** Start Quoted text **

Sharad Navratri coincides with Durga Puja festivity which is a 5-day long festival, widely celebrated across the globe. It is a major festival for Bengali community. This year it begins from October 22 to 26 respectively. 

Ashwina Ghatasthapana on Saturday, October 17, 2020

Ghatasthapana Muhurat – 06:23 AM to 10:12 AM

Duration – 03 Hours 49 Mins

Ghatasthapana Abhijit Muhurat – 11:43 AM to 12:29 PM

Duration – 00 Hours 46 Mins

Ghatasthapana Muhurta falls on Pratipada Tithi

Ghatasthapana Muhurta falls during prohibited Chitra Nakshatra

Pratipada Tithi Begins – 01:00 AM on Oct 17, 2020

Pratipada Tithi Ends – 09:08 PM on Oct 17, 2020

Chitra Nakshatra Begins – 02:58 PM on Oct 16, 2020

Chitra Nakshatra Ends – 11:52 AM on Oct 17, 2020

(according to drikpanchang.com)

On the first day of Navratri, Ghatasthapana ritual takes place, marking the beginning of the festival. It invokes the Goddess Shakti before the 9-day puja begins.

Here’s how to prepare for the Ghatasthapana:

A shallow utensil with a wide mouth made of clay is often used as the base. Three layers of each of mud and seeds of Sapta Dhanya / Navadhanya (seven or nine different grains) are scattered in the pan. Water is sprinkled so that the seeds get enough moisture to thrive and germinate.

** End Quoted text **

Aim
According to the Navratri text above, how long is the Ghatasthapana Muhurat?

** Start Information shown **

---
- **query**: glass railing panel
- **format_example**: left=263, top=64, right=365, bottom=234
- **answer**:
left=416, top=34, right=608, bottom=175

** End Information shown **

Solved exercise
3 hours 49 minutes, from 06:23 AM to 10:12 AM.